(Recorded data)
·····

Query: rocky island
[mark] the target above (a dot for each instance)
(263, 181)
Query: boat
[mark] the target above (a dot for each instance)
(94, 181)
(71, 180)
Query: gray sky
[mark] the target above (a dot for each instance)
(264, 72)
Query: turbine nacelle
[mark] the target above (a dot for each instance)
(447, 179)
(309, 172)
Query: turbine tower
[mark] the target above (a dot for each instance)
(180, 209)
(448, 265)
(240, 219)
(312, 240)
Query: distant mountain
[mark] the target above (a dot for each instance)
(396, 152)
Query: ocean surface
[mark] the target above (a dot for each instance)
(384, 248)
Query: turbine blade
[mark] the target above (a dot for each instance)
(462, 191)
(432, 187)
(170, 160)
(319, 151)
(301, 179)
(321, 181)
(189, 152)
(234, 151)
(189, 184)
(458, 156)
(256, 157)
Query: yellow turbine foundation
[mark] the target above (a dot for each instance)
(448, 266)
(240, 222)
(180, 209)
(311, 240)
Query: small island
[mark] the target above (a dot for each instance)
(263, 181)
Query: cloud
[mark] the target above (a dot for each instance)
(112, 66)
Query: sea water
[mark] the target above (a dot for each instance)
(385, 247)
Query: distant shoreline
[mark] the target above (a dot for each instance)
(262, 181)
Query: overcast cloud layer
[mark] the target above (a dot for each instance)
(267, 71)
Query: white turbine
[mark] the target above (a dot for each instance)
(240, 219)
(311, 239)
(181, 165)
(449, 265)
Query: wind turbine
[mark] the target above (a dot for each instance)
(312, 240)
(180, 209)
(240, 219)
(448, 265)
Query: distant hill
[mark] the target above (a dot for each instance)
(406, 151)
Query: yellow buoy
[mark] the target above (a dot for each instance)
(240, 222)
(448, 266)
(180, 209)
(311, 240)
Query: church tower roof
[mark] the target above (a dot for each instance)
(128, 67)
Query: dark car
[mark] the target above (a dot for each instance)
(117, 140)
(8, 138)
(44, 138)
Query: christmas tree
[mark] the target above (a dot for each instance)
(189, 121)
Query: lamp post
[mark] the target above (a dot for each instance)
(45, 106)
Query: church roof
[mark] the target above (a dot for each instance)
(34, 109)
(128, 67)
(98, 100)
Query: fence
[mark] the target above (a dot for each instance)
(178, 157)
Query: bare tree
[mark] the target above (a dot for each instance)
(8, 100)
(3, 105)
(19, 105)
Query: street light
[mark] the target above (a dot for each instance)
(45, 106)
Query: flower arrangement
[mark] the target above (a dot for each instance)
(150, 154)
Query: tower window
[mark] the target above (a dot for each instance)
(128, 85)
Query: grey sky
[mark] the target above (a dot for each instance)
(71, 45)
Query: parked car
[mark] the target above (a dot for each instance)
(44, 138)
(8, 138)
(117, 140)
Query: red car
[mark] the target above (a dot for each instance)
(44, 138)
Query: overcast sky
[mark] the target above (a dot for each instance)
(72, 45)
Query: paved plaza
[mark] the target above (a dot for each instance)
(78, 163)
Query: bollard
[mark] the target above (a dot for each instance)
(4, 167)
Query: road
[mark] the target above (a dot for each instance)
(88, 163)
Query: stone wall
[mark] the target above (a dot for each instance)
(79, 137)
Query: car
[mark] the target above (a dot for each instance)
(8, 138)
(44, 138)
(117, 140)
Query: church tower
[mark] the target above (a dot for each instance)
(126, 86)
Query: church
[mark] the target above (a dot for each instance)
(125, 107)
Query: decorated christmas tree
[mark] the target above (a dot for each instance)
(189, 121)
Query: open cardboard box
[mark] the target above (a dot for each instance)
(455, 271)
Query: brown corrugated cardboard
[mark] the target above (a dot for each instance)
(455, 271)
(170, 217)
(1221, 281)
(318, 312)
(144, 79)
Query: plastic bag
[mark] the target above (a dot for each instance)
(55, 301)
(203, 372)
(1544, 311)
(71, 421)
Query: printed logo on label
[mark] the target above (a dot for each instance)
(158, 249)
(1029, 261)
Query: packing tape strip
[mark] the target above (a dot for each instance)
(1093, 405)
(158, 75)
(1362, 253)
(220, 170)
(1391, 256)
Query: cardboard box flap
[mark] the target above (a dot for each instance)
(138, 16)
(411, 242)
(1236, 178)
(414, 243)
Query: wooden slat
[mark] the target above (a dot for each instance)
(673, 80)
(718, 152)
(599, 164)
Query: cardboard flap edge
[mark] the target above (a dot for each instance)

·····

## Action item
Report every line of the data above that contains the string "distant" by copying it in full.

## Result
Query: distant mountain
Query: distant shoreline
Query: distant hill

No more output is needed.